Instruction: Repeat the whole of the data, keeping every detail the same.

Provided records:

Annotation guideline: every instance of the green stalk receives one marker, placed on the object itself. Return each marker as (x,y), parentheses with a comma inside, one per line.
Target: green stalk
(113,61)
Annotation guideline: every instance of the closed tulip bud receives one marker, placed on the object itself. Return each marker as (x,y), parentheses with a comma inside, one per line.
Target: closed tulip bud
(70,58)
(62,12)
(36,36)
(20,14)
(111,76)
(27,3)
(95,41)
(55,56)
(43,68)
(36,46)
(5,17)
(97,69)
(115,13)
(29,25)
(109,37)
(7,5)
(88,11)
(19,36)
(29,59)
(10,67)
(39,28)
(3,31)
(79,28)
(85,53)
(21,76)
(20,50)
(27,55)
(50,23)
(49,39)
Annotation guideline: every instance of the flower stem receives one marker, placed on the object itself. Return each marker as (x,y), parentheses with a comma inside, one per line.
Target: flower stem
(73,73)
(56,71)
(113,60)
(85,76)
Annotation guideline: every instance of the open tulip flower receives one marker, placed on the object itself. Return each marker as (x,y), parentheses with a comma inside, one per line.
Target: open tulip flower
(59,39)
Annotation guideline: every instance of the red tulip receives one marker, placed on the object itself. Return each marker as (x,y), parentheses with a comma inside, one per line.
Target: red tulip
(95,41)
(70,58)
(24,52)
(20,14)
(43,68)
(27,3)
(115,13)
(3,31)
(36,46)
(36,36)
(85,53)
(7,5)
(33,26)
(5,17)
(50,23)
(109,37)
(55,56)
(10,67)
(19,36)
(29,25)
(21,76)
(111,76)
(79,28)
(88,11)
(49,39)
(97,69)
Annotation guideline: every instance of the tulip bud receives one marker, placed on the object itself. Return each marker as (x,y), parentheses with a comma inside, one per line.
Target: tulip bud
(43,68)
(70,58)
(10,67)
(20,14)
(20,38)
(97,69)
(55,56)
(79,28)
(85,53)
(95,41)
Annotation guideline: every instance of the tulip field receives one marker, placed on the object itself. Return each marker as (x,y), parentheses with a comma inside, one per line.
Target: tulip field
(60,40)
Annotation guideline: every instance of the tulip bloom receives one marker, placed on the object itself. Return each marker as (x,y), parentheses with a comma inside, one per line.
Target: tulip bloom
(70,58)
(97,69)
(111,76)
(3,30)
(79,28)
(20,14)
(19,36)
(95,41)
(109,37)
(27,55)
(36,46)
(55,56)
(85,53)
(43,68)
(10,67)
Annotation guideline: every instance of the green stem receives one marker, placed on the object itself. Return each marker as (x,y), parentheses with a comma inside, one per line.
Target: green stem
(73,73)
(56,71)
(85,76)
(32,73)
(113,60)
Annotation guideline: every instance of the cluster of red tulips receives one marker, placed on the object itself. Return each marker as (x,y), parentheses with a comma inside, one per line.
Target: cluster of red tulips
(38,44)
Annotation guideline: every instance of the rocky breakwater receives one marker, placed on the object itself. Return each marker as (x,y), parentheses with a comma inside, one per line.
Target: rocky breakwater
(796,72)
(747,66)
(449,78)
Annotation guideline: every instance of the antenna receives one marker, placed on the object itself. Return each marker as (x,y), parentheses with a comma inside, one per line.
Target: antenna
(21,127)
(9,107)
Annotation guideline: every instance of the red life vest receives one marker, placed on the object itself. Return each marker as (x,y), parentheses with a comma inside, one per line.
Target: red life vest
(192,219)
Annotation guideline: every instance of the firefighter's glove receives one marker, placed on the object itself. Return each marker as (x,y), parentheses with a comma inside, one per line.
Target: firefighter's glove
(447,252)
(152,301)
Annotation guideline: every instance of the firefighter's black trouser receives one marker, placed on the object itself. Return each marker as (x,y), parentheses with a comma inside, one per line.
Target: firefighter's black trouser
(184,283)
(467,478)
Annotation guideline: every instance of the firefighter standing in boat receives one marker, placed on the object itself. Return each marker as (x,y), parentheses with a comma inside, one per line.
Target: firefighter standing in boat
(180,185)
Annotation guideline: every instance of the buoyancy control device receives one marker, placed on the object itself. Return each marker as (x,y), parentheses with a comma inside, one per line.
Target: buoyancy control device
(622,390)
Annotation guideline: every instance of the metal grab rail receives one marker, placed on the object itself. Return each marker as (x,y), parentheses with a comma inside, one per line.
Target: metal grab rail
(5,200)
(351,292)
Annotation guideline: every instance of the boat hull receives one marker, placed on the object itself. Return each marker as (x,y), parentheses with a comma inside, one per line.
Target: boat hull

Full solution:
Annotation guideline: every instance of the green stalk receives one marker, placed on the object itself. Return each marker as (x,y), parentheses with a comma inside, one per line.
Target: green stalk
(113,61)
Annotation guideline: every instance of the closed tulip bud receives one marker, placed on the object itself. Return each marker as (x,y), parentheses with a comma inside, one per line.
Target: closed tulip bud
(70,58)
(62,12)
(36,36)
(20,14)
(111,76)
(27,3)
(95,41)
(55,56)
(43,68)
(36,46)
(5,17)
(97,69)
(115,13)
(29,25)
(109,37)
(7,5)
(88,11)
(19,36)
(29,59)
(10,67)
(39,28)
(3,31)
(79,28)
(85,53)
(21,76)
(20,50)
(27,55)
(50,23)
(49,39)
Annotation guideline: every instance of the flower stem receives one marker, placed on the object itself. Return each marker as (x,y), parentheses with a comma inside, one per line.
Target: flower stem
(73,73)
(56,71)
(113,60)
(85,76)
Annotation guideline: every instance of the open tulip flower receives one marker, placed on the object itself. Return each marker as (x,y), parentheses with a comma inside, one per line.
Target: open tulip flower
(59,39)
Annotation guideline: every instance of the red tulip receives one marker, placed on the object itself. Return each marker as (x,y), parentheses with a comma inside, one per line.
Target: red tulip
(95,41)
(70,58)
(24,52)
(20,14)
(43,68)
(27,3)
(115,13)
(3,31)
(36,46)
(36,36)
(85,53)
(7,5)
(33,26)
(5,17)
(50,23)
(109,37)
(55,56)
(10,67)
(19,36)
(29,25)
(21,76)
(111,76)
(79,28)
(88,11)
(49,39)
(97,69)
Annotation guideline: every instance of the tulip bud receives one marker, placed on the object itself. Return each marker as (x,y), parentheses with a comma inside, one per line.
Target: tulip bud
(43,68)
(70,58)
(10,67)
(20,14)
(20,38)
(97,69)
(55,56)
(79,28)
(85,53)
(95,41)
Annotation guideline: every instance of the tulip field receives one marker, placed on the object itself. Return each marker as (x,y), parentheses with a comma inside, one per line.
Target: tulip field
(60,40)
Annotation guideline: every instance of the tulip bloom receives one marker, placed on the object itself. Return each marker as (x,y), parentheses with a comma inside, one per line.
Target: tulip bloom
(70,58)
(97,69)
(111,76)
(3,30)
(79,28)
(20,14)
(19,36)
(95,41)
(109,37)
(27,55)
(36,46)
(55,56)
(85,53)
(43,68)
(10,67)
Annotation guideline: every instance of the green stem receives one marker, placed on the object itself. Return each marker as (x,y), parentheses with a comma inside, one per line.
Target: green stem
(73,73)
(56,71)
(85,76)
(32,73)
(113,60)
Annotation guideline: every instance of the cluster of red tulips receives one marker, placed on the object itself. Return each marker as (x,y), parentheses with a comma inside, one per line.
Target: cluster of red tulips
(38,44)
Annotation guideline: every instance of the rocky breakwater receives one marker, placed on the object itself. Return each marker as (x,y), parentheses with a comma inside, one per line.
Target: rocky breakwater
(796,72)
(747,66)
(449,78)
Annotation guideline: every instance of the antenna receives one marker, placed on the object itself. Return each marker as (x,y), parentheses with a comma inside, one per line.
Target: antenna
(21,127)
(9,107)
Annotation guideline: every instance of the red life vest receives one marker, placed on the object itself. Return each marker as (x,y), parentheses with a comma inside, one per line.
Target: red life vest
(192,219)
Annotation guideline: every instance of the firefighter's glove receives one marker, placed on the object itself. Return each marker as (x,y), parentheses with a comma inside, one per line.
Target: firefighter's glove
(447,252)
(152,301)
Annotation guideline: every instance of the firefighter's black trouser receives one marker, placed on the object itself. Return each marker as (x,y), parentheses with a comma inside, one per line.
Target: firefighter's black trouser
(184,283)
(467,478)
Annotation guideline: every instance of the firefighter standing in boat receives one marker, placed on the object itself. Return each marker as (x,y), parentheses with a comma inside, one per line.
Target: firefighter standing in boat
(180,185)
Annotation guideline: every instance of the buoyancy control device receives one marker, placed on the object itself. Return each marker as (x,y), parentheses with a comma inside, one per line.
Target: buoyancy control device
(622,390)
Annotation guideline: every instance of the metal grab rail receives one marker, placed on the object itself. Return each marker as (x,y), parentheses with a comma inside, one per line.
Target: metal grab rail
(5,200)
(351,292)
Annotation guideline: every instance of the boat hull receives one marker, placed on the object itself. Return each marker as (x,y), parentheses with a comma inside, one per line.
Target: boat hull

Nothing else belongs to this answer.